* start *

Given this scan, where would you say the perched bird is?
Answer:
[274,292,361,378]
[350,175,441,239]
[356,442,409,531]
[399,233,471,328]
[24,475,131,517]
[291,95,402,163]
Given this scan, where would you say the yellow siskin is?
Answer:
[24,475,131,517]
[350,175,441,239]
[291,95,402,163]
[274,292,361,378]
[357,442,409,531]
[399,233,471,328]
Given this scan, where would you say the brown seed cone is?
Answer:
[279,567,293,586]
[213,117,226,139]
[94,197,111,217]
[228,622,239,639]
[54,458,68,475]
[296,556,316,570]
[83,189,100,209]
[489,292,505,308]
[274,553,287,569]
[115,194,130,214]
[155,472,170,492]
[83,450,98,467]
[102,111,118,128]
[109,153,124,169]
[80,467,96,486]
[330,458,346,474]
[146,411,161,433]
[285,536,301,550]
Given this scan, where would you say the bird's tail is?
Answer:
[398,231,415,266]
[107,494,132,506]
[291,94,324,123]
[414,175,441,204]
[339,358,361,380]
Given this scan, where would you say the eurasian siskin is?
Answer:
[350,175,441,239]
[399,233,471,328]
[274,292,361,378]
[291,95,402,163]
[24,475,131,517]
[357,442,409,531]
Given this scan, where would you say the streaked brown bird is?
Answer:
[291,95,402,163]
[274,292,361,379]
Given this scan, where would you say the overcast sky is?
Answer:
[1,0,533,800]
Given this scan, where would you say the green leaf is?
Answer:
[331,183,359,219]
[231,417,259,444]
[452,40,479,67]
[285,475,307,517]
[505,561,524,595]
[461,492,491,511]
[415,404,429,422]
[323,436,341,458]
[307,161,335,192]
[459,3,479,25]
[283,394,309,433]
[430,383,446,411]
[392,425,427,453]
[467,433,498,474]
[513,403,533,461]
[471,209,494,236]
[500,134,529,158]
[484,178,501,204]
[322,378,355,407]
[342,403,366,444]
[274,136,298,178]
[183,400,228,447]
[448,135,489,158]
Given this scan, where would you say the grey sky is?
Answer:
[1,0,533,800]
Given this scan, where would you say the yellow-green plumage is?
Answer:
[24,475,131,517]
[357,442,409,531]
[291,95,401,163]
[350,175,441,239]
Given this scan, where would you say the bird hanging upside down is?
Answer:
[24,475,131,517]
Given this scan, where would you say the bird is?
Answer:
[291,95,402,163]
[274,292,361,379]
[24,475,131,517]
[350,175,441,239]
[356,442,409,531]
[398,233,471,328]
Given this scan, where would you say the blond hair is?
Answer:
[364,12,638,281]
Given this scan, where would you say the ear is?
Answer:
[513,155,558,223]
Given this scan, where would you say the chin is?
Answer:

* end *

[Task to complete]:
Rewrite the lines in the stretch from the one containing "Given this scan, where would you say the green" through the one containing "[448,135,489,158]", changing "green leaf" to "yellow leaf" and leaving everything else as it is.

[Answer]:
Given this scan, where would you say the yellow leaf is?
Answer:
[331,183,359,219]
[231,417,259,444]
[452,40,479,67]
[285,475,307,517]
[505,561,524,595]
[461,492,491,511]
[415,404,429,422]
[323,436,341,458]
[307,161,335,192]
[459,3,479,25]
[283,394,309,433]
[430,383,446,411]
[392,425,427,453]
[467,433,498,474]
[513,403,533,461]
[471,209,494,236]
[500,134,529,158]
[484,178,501,204]
[322,378,355,407]
[342,403,366,444]
[274,136,298,178]
[183,400,228,447]
[448,135,489,158]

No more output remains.